Objective: Recast all the records below as a Markdown table with two columns, Row and Line. Put a running row number in Row and one line of the records in Line, and skip any blank lines.

[Saved data entries]
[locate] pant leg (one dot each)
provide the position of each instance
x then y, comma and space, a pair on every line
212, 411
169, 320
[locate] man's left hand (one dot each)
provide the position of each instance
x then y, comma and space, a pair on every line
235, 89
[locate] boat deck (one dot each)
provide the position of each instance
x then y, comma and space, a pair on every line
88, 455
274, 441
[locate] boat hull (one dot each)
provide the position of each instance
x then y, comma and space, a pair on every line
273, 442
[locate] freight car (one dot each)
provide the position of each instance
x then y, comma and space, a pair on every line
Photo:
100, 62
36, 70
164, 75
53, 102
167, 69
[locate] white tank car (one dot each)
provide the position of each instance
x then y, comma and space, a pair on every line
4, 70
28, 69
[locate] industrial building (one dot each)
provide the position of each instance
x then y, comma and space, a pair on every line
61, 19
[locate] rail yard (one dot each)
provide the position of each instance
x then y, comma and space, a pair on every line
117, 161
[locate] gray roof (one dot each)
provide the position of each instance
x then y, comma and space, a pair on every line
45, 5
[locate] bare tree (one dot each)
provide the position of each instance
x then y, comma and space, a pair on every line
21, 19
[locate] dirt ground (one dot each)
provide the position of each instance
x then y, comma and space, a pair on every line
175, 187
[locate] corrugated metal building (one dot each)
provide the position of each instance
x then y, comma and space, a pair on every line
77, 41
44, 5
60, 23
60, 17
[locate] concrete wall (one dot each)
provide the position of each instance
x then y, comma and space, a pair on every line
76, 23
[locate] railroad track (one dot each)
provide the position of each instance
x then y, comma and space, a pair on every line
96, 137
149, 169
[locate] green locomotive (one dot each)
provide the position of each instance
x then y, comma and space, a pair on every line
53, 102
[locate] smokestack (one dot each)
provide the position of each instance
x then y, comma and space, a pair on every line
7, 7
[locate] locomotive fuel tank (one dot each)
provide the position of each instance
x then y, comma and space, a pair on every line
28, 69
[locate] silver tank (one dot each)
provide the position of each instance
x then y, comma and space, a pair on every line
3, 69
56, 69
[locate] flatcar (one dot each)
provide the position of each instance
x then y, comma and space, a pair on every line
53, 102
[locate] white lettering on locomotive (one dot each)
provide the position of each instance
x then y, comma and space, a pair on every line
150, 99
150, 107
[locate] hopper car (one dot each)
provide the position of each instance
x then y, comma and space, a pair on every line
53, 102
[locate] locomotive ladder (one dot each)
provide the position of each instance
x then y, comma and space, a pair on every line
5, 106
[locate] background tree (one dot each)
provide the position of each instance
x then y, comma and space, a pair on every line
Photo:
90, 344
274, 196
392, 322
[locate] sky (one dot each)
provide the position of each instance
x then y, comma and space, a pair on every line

Full response:
| Row | Line |
|---|---|
| 1 | [locate] pant leg (one dot each) |
| 2 | provide the position of each instance |
| 3 | x then y, comma and space, a pair on every line |
| 4 | 212, 411 |
| 5 | 169, 320 |
| 6 | [locate] man's left hand (one dot each) |
| 7 | provide the position of each instance |
| 8 | x then y, comma and space, a pair on every line |
| 9 | 235, 89 |
| 10 | [locate] boat deck (one dot each) |
| 11 | provide the position of each instance |
| 12 | x then y, comma and space, a pair on every line |
| 13 | 88, 455 |
| 14 | 274, 441 |
| 15 | [locate] boat hull (one dot each) |
| 16 | provide the position of each instance |
| 17 | x then y, comma and space, a pair on every line |
| 18 | 273, 442 |
| 19 | [locate] freight car (one dot each) |
| 20 | provide the position of each instance |
| 21 | x then y, comma and space, a pair on every line |
| 22 | Photo: |
| 23 | 100, 62 |
| 24 | 36, 70 |
| 25 | 164, 75 |
| 26 | 53, 102 |
| 27 | 167, 69 |
| 28 | [locate] white tank car (one dot each) |
| 29 | provide the position of each instance |
| 30 | x then y, comma and space, a pair on every line |
| 31 | 4, 70 |
| 32 | 28, 69 |
| 33 | [locate] industrial building (one dot each) |
| 34 | provide the position of each instance |
| 35 | x then y, comma and space, a pair on every line |
| 36 | 61, 19 |
| 37 | [locate] rail yard (one dot each) |
| 38 | provide the position of each instance |
| 39 | x then y, comma and space, a pair on every line |
| 40 | 117, 161 |
| 41 | [locate] gray roof (one dot each) |
| 42 | provide the position of each instance |
| 43 | x then y, comma and space, a pair on every line |
| 44 | 45, 5 |
| 45 | [locate] bare tree (one dot each) |
| 46 | provide the position of each instance |
| 47 | x then y, comma and space, a pair on every line |
| 48 | 21, 19 |
| 49 | [locate] dirt ground (one dot each) |
| 50 | provide the position of each instance |
| 51 | x then y, comma and space, a pair on every line |
| 52 | 175, 187 |
| 53 | [locate] corrugated metal building (one dot each) |
| 54 | provide the position of each instance |
| 55 | x then y, comma and space, a pair on every line |
| 56 | 77, 41 |
| 57 | 44, 5 |
| 58 | 60, 23 |
| 59 | 60, 17 |
| 60 | [locate] concrete wall (one dot each) |
| 61 | provide the position of each instance |
| 62 | x then y, comma and space, a pair on every line |
| 63 | 76, 23 |
| 64 | [locate] railroad track (one dot each) |
| 65 | provide the position of each instance |
| 66 | x then y, comma and space, a pair on every line |
| 67 | 96, 137 |
| 68 | 149, 169 |
| 69 | [locate] green locomotive (one dot each) |
| 70 | provide the position of each instance |
| 71 | x then y, comma and space, a pair on every line |
| 72 | 53, 102 |
| 73 | [locate] smokestack (one dot each) |
| 74 | provide the position of each instance |
| 75 | x then y, comma and space, a pair on every line |
| 76 | 7, 7 |
| 77 | [locate] locomotive fuel tank (one dot each) |
| 78 | provide the position of each instance |
| 79 | x then y, comma and space, a pair on every line |
| 80 | 28, 69 |
| 81 | [locate] silver tank (one dot each) |
| 82 | provide the position of each instance |
| 83 | x then y, comma and space, a pair on every line |
| 84 | 3, 69 |
| 85 | 56, 69 |
| 86 | [locate] flatcar (one dot each) |
| 87 | provide the position of each instance |
| 88 | x then y, comma and space, a pair on every line |
| 89 | 53, 102 |
| 90 | [locate] white lettering on locomotive (one dot each) |
| 91 | provide the position of each instance |
| 92 | x then y, comma and space, a pair on every line |
| 93 | 150, 99 |
| 94 | 150, 107 |
| 95 | [locate] hopper car (one dot each) |
| 96 | provide the position of each instance |
| 97 | x then y, comma and space, a pair on every line |
| 98 | 53, 102 |
| 99 | [locate] locomotive ladder (one dot each) |
| 100 | provide the position of each instance |
| 101 | x then y, comma and space, a pair on every line |
| 102 | 5, 106 |
| 103 | [locate] background tree (one dot each) |
| 104 | provide the position of each instance |
| 105 | x then y, comma and space, a pair on every line |
| 106 | Photo: |
| 107 | 90, 344 |
| 108 | 274, 196 |
| 109 | 392, 322 |
| 110 | [locate] sky (one dot each) |
| 111 | provide the position of each instance |
| 112 | x then y, comma and space, a pair on every line |